BEGIN SUPPLIED TEXT
Getting hit in the head is a fact of life for athletes in fast-paced, competitive sports. But checking those athletes for concussions takes time away from the action.
So some people in the sports industry have suggested using impact measurement devices, such as chips planted in helmets or worn on a patch behind the ear, to give health care professionals a heads up that someone could be injured.
But research by recent University of Lynchburg graduate Hallie Sayre ’17 casts doubt on that idea. By urging caution, she hopes to prevent athletes from suffering undetected concussions.
“It’s hard to use one specific threshold in order to diagnose a concussion,” she said. “That’s why my research is so important.”
Hallie will present her research on concussions in women’s soccer and lacrosse at the National Athletic Trainers’ Association national conference the week of June 26. She also will pick up the NATA Student Writing Award for Original Research, which recognizes her outstanding research and report.
END SUPPLIED TEXT
_WORK INSTRUCTIONS_
- A) In the concussion research article, which two women's sports did Hallie Sayre's research cover?
- B) List every group of people the concussion research article mentions, leaving out named individuals and organizations.
- C) Carry on the article about Hallie Sayre's concussion research, picking up after its final sentence.
BEGIN RECORD EXTRACTS
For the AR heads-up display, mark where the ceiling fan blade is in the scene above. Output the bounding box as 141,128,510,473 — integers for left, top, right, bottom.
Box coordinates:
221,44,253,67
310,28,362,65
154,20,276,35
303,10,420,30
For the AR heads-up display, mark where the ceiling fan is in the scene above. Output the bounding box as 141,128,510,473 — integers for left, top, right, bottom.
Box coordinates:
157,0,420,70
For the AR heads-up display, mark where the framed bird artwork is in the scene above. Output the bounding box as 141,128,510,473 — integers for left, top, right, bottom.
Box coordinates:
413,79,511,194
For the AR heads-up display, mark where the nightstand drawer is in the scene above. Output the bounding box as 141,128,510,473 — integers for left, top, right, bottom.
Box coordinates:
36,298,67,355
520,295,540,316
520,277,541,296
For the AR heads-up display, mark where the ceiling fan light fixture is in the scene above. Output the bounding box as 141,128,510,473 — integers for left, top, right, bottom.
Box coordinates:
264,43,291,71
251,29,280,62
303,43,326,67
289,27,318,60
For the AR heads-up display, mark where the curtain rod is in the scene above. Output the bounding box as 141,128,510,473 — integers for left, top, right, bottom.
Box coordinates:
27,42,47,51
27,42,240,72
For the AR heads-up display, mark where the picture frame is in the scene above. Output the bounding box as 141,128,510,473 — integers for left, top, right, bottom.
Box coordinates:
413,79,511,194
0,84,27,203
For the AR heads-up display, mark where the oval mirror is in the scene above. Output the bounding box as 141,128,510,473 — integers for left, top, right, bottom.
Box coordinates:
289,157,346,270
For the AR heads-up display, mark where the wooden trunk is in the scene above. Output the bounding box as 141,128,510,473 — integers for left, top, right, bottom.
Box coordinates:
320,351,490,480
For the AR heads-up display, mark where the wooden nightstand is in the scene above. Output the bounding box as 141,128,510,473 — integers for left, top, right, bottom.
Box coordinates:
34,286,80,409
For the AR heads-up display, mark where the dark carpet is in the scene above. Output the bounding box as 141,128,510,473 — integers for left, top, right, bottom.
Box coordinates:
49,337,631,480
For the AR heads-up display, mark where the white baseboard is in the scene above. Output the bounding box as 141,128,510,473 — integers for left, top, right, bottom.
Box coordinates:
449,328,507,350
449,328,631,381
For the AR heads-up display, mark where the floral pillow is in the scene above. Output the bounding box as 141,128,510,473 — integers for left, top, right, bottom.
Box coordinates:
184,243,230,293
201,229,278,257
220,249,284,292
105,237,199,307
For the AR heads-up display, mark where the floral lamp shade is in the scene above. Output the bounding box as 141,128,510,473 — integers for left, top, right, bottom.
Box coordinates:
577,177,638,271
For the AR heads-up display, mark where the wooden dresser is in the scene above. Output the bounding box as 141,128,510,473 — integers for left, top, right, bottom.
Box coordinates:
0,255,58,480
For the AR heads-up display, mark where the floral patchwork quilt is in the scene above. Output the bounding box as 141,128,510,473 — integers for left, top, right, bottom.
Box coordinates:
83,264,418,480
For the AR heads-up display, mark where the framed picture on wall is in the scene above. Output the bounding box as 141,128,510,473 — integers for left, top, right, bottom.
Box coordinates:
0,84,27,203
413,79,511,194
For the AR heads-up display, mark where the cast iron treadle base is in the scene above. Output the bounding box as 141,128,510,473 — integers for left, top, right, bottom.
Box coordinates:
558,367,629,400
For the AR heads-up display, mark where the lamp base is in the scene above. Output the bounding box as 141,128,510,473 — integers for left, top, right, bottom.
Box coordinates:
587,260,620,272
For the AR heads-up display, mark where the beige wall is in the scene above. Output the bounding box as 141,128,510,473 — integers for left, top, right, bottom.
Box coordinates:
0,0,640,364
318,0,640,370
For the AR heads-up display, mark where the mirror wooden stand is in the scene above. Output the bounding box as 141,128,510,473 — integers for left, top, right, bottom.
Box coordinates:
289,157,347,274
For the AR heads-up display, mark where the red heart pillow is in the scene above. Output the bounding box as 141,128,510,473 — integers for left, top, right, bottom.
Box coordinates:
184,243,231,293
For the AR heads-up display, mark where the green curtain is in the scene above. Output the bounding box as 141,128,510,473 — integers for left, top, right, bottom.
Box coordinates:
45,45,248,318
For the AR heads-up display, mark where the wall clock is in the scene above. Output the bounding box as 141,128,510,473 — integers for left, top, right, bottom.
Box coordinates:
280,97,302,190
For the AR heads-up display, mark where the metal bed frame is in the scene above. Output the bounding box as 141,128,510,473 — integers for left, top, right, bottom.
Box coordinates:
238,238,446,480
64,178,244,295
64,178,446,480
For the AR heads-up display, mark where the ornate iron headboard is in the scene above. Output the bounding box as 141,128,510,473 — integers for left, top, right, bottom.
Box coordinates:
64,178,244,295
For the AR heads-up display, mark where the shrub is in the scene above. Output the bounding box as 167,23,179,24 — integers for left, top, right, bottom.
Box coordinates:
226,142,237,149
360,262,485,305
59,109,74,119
END RECORD EXTRACTS
_SOLVED TASKS_
- A) Soccer and lacrosse.

- B)
- Athletes
- People in the sports industry
- Health care professionals

- C)
Originally from Waynesboro, Virginia, Hallie helped the athletic training staff for her high school’s football team. “I went to every practice and every game, and I loved it,” she said. “I loved that I could be around sports but help take care of the athletes also.”
When it was time for college, she knew she wanted to attend a Division III school with an athletic training program, and Lynchburg was one of the first schools to pop up in her list.
At the end of Hallie’s junior, Dr. Tom Bowman offered to mentor her on an independent research project. Every year, he selects standout students to dig through data on head impacts and test theories about concussions.
For several years, several soccer and lacrosse student-athletes at Lynchburg have worn an X2 Patch, which measures how hard they are getting hit in the head. Dr. Bowman’s students combine that data with video recordings of games for their research.
Hallie studied four student-athletes who received concussions. She reviewed game footage and the X2 Patch data to determine the severity of the hits that could have caused the injuries. In every case, the force of the impact fell below the thresholds that have been recommended for indicating a concussion. That means that these athletes’ injuries would have gone untreated if athletic trainers had relied only on head impact data during a game.
“As health care providers we have to make sure that we’re looking at all types of things, not just the head impacts from the sensor but also doing an exam and putting all those elements together to diagnose a concussion,” Hallie said.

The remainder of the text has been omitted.